──────── Task input ────────

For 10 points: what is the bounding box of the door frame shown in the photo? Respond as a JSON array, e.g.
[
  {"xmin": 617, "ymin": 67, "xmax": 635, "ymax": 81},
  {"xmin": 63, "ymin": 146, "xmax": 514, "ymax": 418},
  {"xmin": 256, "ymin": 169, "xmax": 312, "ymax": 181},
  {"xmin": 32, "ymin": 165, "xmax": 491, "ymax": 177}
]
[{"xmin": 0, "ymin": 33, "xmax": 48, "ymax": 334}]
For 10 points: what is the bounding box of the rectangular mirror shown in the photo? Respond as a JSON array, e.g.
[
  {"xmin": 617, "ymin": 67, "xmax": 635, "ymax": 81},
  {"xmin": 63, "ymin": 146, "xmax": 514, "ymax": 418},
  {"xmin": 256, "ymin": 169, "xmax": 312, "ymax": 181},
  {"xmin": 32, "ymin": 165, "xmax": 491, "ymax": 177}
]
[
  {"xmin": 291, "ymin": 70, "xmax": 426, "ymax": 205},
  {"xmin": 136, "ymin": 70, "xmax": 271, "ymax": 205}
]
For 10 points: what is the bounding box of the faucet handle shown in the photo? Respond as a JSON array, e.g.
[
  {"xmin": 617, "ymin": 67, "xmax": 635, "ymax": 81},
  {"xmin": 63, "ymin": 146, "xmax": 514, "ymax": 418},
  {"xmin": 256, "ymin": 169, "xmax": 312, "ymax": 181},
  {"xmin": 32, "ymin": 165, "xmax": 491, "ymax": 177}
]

────────
──────── Task input ────────

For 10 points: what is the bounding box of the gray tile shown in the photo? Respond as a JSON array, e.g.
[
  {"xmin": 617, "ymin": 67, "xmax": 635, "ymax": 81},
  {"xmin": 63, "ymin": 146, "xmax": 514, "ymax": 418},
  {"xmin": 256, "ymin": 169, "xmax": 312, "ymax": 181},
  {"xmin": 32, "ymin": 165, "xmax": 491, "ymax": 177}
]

────────

Count the lines of the material above that contain the word "points", treating uppercase and lowercase as different, and reply with that number alone.

4